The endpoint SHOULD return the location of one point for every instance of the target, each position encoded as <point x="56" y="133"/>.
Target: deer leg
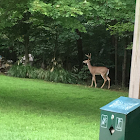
<point x="108" y="82"/>
<point x="105" y="79"/>
<point x="93" y="79"/>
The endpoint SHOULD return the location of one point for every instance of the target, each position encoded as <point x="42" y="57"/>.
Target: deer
<point x="97" y="70"/>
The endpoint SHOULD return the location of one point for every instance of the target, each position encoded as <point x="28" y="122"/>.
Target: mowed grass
<point x="39" y="110"/>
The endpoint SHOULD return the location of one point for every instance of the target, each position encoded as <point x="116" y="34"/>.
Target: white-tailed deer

-- -- --

Task objective: Leaving out any pictures, write the records above out exactly as they are.

Answer area:
The endpoint SHOULD return the location of one point for every instance of the target, each position encoded as <point x="56" y="133"/>.
Target: deer leg
<point x="108" y="82"/>
<point x="105" y="79"/>
<point x="93" y="79"/>
The endpoint SHOULD return the location of one point for every instance of the target, each position encoded as <point x="42" y="57"/>.
Target: deer
<point x="97" y="70"/>
The endpoint SHOULD return the location of one point for every instance of the target, each position encoded as <point x="28" y="122"/>.
Target: mowed grass
<point x="39" y="110"/>
The endpoint SHOULD return the location of one point for every instance of the target, each position encoded as <point x="116" y="34"/>.
Target: white-tailed deer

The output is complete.